## [Dane wejściowe]

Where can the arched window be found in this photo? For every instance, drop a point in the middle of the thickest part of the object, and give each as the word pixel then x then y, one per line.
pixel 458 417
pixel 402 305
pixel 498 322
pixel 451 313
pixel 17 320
==
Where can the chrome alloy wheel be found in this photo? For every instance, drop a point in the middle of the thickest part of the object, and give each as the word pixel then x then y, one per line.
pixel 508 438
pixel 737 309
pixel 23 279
==
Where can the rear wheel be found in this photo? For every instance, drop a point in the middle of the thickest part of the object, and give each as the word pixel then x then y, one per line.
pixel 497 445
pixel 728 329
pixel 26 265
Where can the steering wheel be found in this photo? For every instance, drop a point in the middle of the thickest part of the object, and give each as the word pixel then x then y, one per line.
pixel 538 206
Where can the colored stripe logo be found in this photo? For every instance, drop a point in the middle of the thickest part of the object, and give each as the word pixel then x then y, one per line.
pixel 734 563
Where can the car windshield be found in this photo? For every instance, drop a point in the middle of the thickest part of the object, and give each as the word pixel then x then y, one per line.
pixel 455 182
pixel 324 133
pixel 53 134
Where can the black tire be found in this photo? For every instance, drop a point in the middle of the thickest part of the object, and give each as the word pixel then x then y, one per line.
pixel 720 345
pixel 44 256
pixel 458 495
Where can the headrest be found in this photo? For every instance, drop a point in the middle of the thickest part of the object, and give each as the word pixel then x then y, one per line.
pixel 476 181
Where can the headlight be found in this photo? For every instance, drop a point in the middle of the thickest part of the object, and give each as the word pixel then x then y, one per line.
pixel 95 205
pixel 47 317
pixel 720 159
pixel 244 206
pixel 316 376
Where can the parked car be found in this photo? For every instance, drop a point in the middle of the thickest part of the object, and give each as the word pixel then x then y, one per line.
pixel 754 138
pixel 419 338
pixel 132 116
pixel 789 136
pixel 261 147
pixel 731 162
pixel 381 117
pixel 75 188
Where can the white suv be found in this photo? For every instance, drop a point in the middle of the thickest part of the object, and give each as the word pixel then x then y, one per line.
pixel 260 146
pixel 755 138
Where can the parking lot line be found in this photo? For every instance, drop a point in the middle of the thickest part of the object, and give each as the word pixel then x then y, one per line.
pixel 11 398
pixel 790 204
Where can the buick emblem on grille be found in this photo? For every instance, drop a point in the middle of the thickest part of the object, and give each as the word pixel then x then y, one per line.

## [Opis zadania]
Ułóż jako tabelę Markdown z kolumnami „Nr” i „Treść” wiersze powyższych rekordów, zaczynając od wiersza zawierającego „Where can the arched” i kończąc na wierszu zawierającym „pixel 17 320”, włącznie z oboma. W kolumnie „Nr” podaj numer kolejny wiersza, a puste wiersze pomiń.

## [Pełna odpowiedź]
| Nr | Treść |
|---|---|
| 1 | Where can the arched window be found in this photo? For every instance, drop a point in the middle of the thickest part of the object, and give each as the word pixel then x then y, one per line. |
| 2 | pixel 458 417 |
| 3 | pixel 402 305 |
| 4 | pixel 498 322 |
| 5 | pixel 451 313 |
| 6 | pixel 17 320 |